Stored records

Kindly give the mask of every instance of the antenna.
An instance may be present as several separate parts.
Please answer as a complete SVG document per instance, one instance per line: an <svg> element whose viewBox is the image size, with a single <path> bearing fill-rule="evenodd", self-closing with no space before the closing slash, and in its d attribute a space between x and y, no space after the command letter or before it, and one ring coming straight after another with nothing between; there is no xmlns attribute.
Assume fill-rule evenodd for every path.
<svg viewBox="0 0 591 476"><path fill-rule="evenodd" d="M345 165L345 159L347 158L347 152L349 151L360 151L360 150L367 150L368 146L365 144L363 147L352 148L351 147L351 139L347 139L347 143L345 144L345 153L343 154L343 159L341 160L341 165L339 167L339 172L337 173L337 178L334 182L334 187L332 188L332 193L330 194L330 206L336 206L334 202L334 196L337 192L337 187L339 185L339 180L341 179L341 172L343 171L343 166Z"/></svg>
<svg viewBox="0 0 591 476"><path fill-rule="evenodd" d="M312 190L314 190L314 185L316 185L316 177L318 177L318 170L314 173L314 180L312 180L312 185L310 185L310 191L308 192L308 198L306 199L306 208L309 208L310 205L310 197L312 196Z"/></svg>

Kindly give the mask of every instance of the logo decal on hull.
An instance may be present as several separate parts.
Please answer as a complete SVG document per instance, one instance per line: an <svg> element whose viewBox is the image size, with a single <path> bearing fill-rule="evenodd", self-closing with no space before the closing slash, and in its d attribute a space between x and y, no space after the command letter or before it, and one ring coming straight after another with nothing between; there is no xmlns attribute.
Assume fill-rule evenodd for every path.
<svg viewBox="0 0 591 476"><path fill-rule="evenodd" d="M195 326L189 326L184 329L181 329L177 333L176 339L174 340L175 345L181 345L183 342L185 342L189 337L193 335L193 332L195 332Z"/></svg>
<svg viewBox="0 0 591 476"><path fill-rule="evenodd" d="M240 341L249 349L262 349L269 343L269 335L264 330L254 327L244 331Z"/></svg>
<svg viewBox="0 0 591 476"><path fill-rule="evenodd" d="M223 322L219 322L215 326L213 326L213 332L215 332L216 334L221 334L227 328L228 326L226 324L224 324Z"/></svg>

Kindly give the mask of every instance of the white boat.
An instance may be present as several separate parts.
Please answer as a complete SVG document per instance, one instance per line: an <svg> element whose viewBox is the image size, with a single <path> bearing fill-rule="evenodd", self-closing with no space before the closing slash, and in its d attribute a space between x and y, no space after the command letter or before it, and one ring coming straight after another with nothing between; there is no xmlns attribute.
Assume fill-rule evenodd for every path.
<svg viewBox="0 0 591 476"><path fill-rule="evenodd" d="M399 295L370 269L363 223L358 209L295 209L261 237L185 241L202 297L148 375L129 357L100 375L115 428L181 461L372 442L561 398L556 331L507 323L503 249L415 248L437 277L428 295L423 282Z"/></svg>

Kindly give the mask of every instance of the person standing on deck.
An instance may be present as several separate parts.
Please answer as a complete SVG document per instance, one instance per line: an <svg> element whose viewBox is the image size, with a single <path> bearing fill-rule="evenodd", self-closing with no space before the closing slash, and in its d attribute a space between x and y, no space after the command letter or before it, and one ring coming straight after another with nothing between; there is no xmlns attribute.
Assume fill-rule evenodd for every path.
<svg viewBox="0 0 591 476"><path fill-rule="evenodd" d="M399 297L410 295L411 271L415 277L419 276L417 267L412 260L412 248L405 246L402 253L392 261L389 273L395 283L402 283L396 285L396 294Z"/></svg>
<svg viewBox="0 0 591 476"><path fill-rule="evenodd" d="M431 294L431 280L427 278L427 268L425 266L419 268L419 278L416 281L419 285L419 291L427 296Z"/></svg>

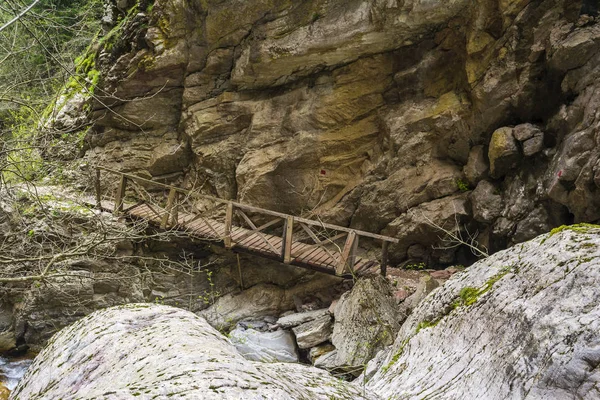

▶ What is being asked
This exercise needs every entry retyped exactly, with the pictures removed.

▶ Written solution
Kindly give the mask of every instance of the antenna.
An instance may be present as several separate parts.
Please answer as a complete SVG document per instance, one instance per line: an <svg> element whose viewBox is the image size, with a single <path> bearing fill-rule="evenodd", self-closing with no space before the closing slash, and in its d attribute a space between x and y, no space after the command letter or before it, and one ring coming straight after another with nothing between; there is no xmlns attribute.
Assume fill-rule evenodd for every path.
<svg viewBox="0 0 591 476"><path fill-rule="evenodd" d="M345 165L345 159L347 158L347 152L349 151L360 151L360 150L367 150L368 146L365 144L363 147L352 148L351 147L351 139L347 139L347 143L345 144L345 153L343 154L343 159L341 160L341 165L339 167L339 172L337 173L337 178L334 182L334 187L332 188L332 193L330 194L330 206L336 206L334 202L334 196L337 192L337 187L339 185L339 180L341 179L341 172L343 171L343 166Z"/></svg>
<svg viewBox="0 0 591 476"><path fill-rule="evenodd" d="M312 190L314 190L314 185L316 185L316 177L318 177L318 170L314 173L314 180L312 180L312 185L310 185L310 191L308 192L308 198L306 199L306 208L309 208L310 205L310 197L312 196Z"/></svg>

Kindly give the mask of every instance of the logo decal on hull.
An instance may be present as several separate parts.
Please answer as a complete SVG document per instance, one instance per line: an <svg> element whose viewBox is the image size, with a single <path> bearing fill-rule="evenodd", self-closing with no space before the closing slash, and in its d attribute a space between x and y, no space after the command letter or before it, and one ring coming straight after another with nothing between; there is no xmlns attribute.
Assume fill-rule evenodd for every path.
<svg viewBox="0 0 591 476"><path fill-rule="evenodd" d="M195 326L189 326L184 329L181 329L177 333L176 339L174 340L175 345L181 345L183 342L185 342L189 337L193 335L193 332L195 332Z"/></svg>
<svg viewBox="0 0 591 476"><path fill-rule="evenodd" d="M240 341L249 349L262 349L269 343L269 335L264 330L254 327L244 331Z"/></svg>
<svg viewBox="0 0 591 476"><path fill-rule="evenodd" d="M223 322L219 322L215 326L213 326L213 332L215 332L216 334L221 334L227 328L228 326L226 324L224 324Z"/></svg>

Kindly give the mask of every instance of the white boat.
An instance may be present as several separate parts.
Please answer as a complete SVG document per instance, one instance per line: an <svg> element whose viewBox is the image size, with a single <path> bearing fill-rule="evenodd", self-closing with no space before the closing slash, and in its d attribute a space between x and y, no space after the command letter or before it, and one ring coming straight after another with nothing between; there is no xmlns attribute.
Assume fill-rule evenodd for every path.
<svg viewBox="0 0 591 476"><path fill-rule="evenodd" d="M399 295L370 269L363 223L358 209L295 209L261 237L185 241L202 297L148 375L129 357L100 375L115 428L181 461L372 442L561 398L556 331L507 323L503 249L415 248L437 277L428 295L423 282Z"/></svg>

Kindly give the mask of every instance of the person standing on deck.
An instance may be present as several separate parts.
Please answer as a complete SVG document per instance, one instance per line: an <svg> element whose viewBox is the image size, with a single <path> bearing fill-rule="evenodd", self-closing with no space before the closing slash, and in its d attribute a space between x and y, no space after the command letter or before it, and one ring coming straight after another with nothing between; there is no xmlns attribute.
Assume fill-rule evenodd for every path.
<svg viewBox="0 0 591 476"><path fill-rule="evenodd" d="M399 297L410 295L411 271L415 277L419 276L417 267L412 260L412 248L405 246L402 253L392 261L389 273L395 283L402 283L396 285L396 294Z"/></svg>
<svg viewBox="0 0 591 476"><path fill-rule="evenodd" d="M431 294L431 280L427 278L427 268L425 266L419 268L419 278L416 281L419 285L419 291L427 296Z"/></svg>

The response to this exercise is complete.